AIM OF THE EXERCISE: Copy out everything from the line containing "mossy rock face." down to the line containing "[793,148,842,226]", with both of those lines included.

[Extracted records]

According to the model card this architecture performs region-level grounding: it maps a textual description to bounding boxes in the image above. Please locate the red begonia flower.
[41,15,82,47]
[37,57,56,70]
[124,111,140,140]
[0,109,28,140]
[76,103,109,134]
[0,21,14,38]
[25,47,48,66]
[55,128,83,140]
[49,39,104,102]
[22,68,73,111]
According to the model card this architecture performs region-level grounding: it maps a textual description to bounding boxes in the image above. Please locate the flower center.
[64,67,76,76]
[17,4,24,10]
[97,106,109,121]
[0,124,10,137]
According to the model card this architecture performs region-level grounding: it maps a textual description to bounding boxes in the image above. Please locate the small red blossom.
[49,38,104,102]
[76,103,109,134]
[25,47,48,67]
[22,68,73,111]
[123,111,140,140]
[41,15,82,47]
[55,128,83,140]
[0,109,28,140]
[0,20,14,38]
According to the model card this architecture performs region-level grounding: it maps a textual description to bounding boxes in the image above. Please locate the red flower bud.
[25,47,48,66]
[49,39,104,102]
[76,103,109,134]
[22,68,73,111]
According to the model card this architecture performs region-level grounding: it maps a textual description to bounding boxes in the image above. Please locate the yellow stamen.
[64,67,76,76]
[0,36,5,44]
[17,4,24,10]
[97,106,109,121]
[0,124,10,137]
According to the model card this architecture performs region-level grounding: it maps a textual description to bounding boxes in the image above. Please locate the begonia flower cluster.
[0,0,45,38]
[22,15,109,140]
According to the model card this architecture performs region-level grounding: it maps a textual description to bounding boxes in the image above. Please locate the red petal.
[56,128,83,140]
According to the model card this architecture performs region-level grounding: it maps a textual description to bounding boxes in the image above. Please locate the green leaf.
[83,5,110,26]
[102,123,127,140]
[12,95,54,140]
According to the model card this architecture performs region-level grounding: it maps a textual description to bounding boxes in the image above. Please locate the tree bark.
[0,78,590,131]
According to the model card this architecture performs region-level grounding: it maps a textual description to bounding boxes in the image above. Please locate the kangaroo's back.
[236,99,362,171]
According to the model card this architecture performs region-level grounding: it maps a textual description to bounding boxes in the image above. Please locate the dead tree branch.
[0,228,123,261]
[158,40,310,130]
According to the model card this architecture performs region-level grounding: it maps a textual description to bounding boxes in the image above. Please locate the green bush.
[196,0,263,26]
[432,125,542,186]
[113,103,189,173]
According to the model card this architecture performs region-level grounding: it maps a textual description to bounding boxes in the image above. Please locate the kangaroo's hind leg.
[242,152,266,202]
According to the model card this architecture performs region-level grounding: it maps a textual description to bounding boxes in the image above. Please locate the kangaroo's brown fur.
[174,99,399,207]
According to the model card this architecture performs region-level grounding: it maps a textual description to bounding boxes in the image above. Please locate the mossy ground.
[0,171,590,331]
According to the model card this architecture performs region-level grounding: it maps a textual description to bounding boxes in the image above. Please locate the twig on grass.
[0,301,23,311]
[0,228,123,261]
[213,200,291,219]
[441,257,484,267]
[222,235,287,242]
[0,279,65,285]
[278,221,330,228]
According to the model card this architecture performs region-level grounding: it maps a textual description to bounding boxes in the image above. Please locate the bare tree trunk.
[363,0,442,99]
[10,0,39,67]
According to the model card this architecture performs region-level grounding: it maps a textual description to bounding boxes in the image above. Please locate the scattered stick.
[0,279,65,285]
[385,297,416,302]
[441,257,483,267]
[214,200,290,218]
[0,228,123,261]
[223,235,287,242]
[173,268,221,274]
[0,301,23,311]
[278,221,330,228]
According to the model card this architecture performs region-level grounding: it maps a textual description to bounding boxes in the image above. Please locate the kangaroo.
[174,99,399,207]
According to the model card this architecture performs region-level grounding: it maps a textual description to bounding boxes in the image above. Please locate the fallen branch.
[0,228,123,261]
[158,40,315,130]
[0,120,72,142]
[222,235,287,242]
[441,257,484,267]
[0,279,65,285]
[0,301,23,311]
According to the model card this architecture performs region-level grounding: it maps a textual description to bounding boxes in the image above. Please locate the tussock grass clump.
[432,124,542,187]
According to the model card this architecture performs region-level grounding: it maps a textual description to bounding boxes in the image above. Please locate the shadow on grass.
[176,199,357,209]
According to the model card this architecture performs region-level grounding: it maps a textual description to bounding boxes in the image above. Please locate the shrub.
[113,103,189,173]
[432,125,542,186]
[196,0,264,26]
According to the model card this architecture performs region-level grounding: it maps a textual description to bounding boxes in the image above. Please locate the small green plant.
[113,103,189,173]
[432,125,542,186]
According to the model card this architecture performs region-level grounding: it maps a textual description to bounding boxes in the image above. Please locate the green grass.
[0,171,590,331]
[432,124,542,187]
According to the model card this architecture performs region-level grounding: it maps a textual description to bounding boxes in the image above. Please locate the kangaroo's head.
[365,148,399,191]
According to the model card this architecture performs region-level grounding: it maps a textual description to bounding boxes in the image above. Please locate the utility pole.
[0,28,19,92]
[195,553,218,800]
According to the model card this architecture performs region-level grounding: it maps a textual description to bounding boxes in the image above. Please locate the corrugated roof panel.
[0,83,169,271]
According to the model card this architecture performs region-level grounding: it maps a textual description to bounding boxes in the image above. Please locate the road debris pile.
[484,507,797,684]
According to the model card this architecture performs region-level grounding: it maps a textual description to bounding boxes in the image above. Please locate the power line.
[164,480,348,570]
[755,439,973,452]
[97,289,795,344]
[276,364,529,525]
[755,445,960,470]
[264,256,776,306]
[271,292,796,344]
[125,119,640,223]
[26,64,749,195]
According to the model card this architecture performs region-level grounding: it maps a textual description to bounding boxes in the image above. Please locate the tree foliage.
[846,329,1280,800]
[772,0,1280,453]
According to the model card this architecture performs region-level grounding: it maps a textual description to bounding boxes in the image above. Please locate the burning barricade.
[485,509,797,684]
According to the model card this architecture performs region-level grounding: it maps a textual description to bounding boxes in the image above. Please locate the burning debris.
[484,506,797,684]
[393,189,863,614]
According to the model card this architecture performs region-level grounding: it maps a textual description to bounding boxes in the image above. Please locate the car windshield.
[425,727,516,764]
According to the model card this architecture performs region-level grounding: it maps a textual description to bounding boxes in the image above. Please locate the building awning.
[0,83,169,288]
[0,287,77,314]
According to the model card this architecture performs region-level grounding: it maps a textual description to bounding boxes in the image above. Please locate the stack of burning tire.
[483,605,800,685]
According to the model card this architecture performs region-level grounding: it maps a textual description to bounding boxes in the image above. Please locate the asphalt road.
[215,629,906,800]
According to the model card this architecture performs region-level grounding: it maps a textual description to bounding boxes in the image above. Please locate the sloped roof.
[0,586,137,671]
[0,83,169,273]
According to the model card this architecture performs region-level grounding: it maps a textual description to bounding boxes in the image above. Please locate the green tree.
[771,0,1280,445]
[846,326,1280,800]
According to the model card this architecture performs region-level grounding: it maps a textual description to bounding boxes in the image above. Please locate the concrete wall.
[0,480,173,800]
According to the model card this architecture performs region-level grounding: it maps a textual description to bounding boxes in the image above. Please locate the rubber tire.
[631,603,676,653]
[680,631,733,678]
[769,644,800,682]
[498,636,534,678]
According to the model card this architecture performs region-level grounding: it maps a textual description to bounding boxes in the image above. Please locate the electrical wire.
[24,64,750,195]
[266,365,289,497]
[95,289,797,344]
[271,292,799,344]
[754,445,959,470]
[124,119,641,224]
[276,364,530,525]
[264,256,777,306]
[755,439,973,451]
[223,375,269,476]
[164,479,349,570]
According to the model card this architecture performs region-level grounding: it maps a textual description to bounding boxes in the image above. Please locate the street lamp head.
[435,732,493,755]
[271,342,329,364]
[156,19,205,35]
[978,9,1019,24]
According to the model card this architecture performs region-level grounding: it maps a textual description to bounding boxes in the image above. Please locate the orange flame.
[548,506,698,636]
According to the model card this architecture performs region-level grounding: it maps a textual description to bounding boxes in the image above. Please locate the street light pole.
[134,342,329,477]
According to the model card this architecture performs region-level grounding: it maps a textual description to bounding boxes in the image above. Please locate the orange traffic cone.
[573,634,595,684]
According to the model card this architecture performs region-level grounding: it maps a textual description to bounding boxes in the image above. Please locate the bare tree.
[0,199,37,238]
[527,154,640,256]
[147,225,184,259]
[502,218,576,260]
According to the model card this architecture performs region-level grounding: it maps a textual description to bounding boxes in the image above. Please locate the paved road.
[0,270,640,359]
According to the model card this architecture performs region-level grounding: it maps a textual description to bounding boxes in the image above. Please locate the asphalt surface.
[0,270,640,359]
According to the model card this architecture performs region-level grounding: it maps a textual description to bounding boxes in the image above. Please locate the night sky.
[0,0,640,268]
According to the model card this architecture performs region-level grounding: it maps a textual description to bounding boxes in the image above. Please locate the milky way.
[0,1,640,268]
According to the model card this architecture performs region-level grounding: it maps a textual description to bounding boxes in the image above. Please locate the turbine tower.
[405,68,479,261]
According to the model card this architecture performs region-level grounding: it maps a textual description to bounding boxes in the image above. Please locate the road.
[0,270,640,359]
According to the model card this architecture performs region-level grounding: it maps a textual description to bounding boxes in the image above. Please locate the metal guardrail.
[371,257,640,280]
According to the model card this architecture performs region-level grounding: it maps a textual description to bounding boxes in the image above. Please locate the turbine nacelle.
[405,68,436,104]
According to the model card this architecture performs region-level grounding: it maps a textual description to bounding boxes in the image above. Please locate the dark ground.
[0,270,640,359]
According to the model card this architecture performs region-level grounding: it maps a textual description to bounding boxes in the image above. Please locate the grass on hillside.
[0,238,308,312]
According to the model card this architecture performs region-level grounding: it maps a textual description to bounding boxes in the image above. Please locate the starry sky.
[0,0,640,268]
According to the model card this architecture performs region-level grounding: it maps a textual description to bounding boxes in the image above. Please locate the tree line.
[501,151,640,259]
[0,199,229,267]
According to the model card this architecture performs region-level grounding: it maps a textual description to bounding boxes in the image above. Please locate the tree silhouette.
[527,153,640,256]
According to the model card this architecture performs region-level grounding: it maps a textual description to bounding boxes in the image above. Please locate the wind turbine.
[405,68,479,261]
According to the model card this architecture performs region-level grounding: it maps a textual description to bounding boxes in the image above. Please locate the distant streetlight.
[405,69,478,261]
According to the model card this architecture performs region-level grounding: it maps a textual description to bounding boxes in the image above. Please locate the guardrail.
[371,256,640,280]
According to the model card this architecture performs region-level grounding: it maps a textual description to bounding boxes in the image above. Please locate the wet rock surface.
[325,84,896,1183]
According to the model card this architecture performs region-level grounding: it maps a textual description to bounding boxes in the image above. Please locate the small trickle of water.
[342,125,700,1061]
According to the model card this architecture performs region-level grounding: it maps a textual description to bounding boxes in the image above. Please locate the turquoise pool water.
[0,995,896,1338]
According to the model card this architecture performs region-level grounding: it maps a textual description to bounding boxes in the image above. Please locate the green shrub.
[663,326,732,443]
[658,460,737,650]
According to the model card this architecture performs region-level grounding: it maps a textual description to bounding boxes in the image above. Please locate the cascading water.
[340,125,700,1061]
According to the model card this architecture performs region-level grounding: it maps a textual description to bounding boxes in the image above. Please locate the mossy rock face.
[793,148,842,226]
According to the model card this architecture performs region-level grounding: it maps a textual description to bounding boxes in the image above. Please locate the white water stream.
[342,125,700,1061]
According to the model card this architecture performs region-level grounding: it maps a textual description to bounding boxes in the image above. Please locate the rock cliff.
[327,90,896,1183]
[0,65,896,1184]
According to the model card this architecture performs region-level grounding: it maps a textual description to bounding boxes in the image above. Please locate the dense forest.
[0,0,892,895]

TASK ANSWER:
According to the model card this architecture performs region-level grounding: it maps a textual description to bounding boxes in the image above. Please locate the mossy rock face.
[793,148,842,226]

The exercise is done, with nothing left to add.